The Gender Thing - Guest Post from Author A.R. Williams


The Gender Thing


When I completed my first draft of The Camellia Resistance, I sent it to three people for feedback: one girl and two guys.

One of the guys is a good friend, a large, no-nonsense kind of guy who believes in big guns and big dogs, and reads a lot of end of the world as we know it kind of books. He was worried about reading the book for a number of reasons.  One, he isn't the kind of person to lie, so agreeing to read a friend's book when you don't know if you'll like it is a big deal.  You may have to tell this person that their writing is wretched and they should give up.  Really, no one wants to do that.   The second issue is that I'm a girl and in this odd little world we live in, girls read books by either an girl or a guy, but guys tend to think twice about reading a book by an girl.

The thing is that this odd little world we live in is populated about equally by guys and girls.  Walking down the street in the real world, both genders are there.  So if you're going to write a book that has even a single toe grounded in reality, the gender perspective should be reasonably balanced.

So when my gun-toting reader got back to me and told me he had started with serious reservations and ended up loving the book, even I sighed in relief.  In the writing process, the way my gender might influence the story wasn't something I thought about.  It was only afterwards, when handing the book over to a guy for feedback did it occur to me that this gender thing might be an issue.

Now that The Camellia Resistance is out in the big bad world, much like a parent, I feel awkward about whether or not to qualify its existence.  There are implications for being a female writer with a book that wasn't written for an exclusive audience of either gender, and I know it.  There's no graceful way to address the unspoken uncertainty about whether a book written by a girl can speak equally to readers regardless of their gender.  

So let me say this:  I don't think that being a specific gender means that I'm going to write a gender-specific book. The world I live in has guys and girls in about equal measure.  The world I found Willow in isn't so different. I'm a people.  I wrote a book about people for people.  If you're a people too, it stands at least a 50/50 chance of being for you.  Assuming you like urban fantasy dystopia and stories about the end of the world as we know it.

────────

■ Short exercise 1:
Pick out every line in the records below that contains the word "cliff".

[Image point annotation entries]
────────

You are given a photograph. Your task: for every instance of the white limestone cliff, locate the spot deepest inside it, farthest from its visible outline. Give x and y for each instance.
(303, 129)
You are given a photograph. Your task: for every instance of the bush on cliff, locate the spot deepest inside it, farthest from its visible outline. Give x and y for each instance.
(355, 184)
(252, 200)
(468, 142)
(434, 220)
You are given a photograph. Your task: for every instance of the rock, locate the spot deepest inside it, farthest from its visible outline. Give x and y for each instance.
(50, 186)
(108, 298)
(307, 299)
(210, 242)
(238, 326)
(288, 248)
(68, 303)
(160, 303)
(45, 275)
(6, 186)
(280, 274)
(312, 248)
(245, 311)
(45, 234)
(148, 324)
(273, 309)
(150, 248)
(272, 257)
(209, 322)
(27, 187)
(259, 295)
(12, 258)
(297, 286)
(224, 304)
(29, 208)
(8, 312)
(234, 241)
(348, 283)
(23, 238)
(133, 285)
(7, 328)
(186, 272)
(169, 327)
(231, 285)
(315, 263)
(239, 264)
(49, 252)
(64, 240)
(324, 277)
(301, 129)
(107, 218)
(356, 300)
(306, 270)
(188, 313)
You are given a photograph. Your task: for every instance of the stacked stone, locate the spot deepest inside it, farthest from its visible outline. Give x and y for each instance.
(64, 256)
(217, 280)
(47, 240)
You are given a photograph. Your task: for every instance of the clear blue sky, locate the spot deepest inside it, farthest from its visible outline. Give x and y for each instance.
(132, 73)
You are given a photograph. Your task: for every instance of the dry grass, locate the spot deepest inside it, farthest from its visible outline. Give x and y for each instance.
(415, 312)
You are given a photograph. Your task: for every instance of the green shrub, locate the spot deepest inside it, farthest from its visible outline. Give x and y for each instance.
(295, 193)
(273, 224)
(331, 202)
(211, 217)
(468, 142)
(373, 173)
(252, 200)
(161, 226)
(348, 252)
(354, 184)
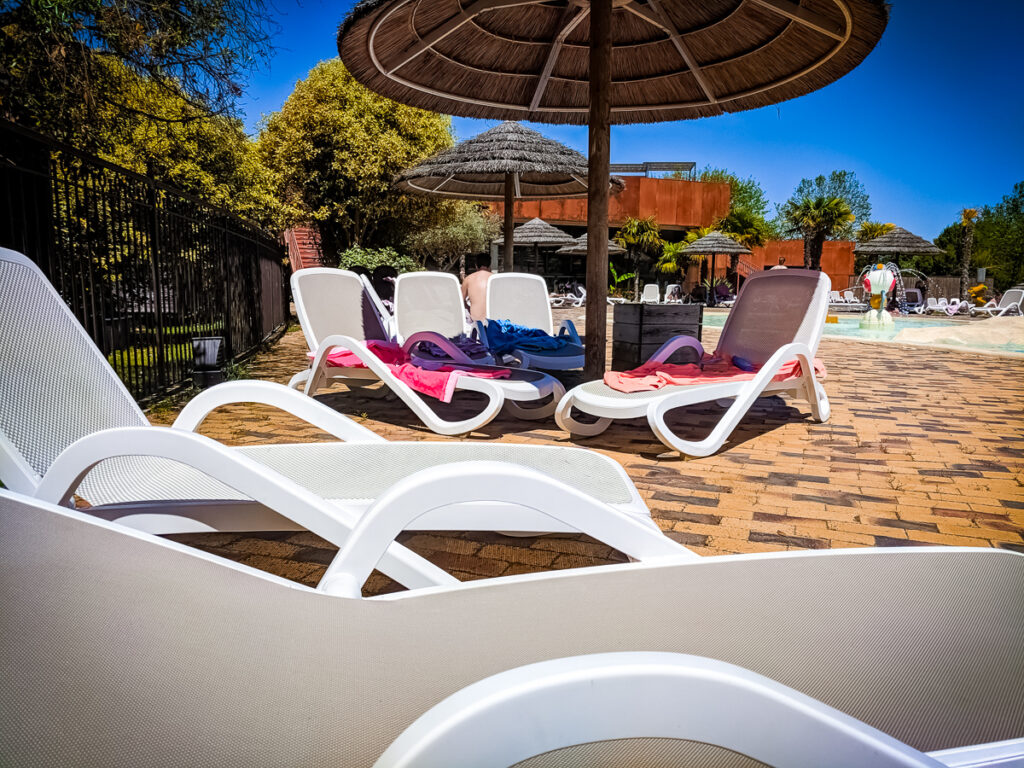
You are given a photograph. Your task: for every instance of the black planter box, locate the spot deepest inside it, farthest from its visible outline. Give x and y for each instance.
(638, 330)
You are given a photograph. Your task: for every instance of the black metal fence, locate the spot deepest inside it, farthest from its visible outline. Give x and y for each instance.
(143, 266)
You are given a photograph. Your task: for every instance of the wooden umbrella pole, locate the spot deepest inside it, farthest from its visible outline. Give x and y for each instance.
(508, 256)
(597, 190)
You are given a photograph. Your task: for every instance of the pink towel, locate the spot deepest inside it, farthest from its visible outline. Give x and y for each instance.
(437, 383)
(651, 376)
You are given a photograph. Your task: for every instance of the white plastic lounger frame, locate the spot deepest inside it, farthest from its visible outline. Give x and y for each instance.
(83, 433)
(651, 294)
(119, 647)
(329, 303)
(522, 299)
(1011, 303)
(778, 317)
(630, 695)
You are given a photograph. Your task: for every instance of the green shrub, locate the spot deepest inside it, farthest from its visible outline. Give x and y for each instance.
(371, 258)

────────

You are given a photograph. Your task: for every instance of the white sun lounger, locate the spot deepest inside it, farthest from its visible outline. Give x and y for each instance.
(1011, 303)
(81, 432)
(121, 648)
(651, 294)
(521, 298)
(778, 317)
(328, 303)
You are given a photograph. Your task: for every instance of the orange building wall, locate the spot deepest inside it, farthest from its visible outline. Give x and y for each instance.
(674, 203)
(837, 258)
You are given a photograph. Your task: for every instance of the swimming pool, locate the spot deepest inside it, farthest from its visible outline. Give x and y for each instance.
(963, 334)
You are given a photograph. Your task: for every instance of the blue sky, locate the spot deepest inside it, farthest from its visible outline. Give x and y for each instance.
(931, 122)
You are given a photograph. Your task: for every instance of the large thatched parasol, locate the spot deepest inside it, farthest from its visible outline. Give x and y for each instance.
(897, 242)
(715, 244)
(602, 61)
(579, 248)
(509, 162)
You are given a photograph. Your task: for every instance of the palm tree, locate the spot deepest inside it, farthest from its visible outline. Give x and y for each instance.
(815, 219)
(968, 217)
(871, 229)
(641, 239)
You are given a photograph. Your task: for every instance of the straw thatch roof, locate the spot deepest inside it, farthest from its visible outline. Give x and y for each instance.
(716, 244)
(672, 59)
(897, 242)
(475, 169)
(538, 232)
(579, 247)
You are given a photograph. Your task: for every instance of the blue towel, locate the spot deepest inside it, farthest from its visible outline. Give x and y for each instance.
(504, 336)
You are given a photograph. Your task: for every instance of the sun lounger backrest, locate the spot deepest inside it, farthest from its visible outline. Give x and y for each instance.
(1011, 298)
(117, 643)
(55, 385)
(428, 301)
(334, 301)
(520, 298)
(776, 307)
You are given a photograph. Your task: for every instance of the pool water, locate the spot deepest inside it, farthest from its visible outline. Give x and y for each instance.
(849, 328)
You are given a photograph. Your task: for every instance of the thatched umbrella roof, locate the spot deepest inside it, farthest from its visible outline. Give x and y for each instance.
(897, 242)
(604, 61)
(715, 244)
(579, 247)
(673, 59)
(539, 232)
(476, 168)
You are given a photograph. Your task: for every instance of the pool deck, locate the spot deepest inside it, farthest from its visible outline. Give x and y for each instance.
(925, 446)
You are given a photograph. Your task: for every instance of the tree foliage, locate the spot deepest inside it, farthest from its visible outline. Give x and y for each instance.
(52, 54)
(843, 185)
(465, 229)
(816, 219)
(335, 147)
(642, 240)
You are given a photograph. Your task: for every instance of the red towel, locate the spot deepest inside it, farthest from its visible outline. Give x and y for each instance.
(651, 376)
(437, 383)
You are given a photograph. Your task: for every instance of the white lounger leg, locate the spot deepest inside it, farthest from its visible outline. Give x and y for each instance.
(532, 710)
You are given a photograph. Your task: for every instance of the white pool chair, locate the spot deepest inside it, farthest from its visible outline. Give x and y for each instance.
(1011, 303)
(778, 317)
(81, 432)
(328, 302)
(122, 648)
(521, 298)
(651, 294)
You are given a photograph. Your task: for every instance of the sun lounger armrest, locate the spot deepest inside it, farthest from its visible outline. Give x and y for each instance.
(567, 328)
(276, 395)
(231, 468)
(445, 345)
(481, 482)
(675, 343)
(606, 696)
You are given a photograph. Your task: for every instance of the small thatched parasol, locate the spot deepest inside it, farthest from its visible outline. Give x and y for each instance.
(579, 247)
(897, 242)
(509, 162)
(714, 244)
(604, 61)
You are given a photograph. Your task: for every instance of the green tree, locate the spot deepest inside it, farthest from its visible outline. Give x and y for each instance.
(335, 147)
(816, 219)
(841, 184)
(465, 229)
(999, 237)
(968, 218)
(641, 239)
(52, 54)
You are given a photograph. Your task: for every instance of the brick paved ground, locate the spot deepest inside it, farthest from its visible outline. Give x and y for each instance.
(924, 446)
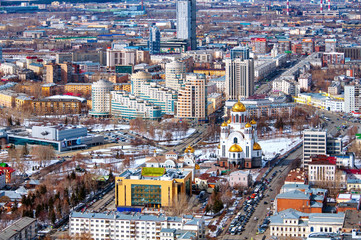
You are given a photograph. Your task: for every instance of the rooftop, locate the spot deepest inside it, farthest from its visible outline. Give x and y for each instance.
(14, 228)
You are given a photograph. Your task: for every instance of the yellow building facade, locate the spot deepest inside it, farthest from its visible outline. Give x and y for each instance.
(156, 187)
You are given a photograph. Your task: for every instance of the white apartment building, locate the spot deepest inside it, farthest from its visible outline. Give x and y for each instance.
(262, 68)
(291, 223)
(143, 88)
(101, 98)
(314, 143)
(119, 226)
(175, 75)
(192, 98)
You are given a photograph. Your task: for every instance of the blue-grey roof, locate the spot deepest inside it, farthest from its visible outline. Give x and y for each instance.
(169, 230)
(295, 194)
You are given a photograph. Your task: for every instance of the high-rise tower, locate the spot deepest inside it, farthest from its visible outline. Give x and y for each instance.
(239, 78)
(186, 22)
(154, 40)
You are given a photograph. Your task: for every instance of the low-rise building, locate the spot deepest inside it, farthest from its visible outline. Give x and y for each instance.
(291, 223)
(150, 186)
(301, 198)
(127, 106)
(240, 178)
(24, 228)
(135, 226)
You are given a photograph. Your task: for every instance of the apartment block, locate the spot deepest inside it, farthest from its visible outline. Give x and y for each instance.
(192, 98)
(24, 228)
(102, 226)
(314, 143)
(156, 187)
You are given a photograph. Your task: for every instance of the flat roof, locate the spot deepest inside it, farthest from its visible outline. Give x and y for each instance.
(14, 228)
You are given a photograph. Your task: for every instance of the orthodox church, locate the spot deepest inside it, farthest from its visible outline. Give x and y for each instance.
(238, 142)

────────

■ Short exercise 2:
Transcribe the passage of the guest post on gender above from "The Gender Thing - Guest" up to and including "by an girl.".

■ Correct answer 1:
You are given a photograph. Your task: for every instance of the white limestone cliff, locate the spot deepest inside it, farthest from its visible outline. Give x and y for each instance.
You are given a photograph. Your task: for every instance of the bush on cliff, locate the spot deepest inside it, farthest from its visible outline. Give x and y for each instance.

■ Correct answer 2:
The Gender Thing - Guest Post from Author A.R. Williams


The Gender Thing


When I completed my first draft of The Camellia Resistance, I sent it to three people for feedback: one girl and two guys.

One of the guys is a good friend, a large, no-nonsense kind of guy who believes in big guns and big dogs, and reads a lot of end of the world as we know it kind of books. He was worried about reading the book for a number of reasons.  One, he isn't the kind of person to lie, so agreeing to read a friend's book when you don't know if you'll like it is a big deal.  You may have to tell this person that their writing is wretched and they should give up.  Really, no one wants to do that.   The second issue is that I'm a girl and in this odd little world we live in, girls read books by either an girl or a guy, but guys tend to think twice about reading a book by an girl.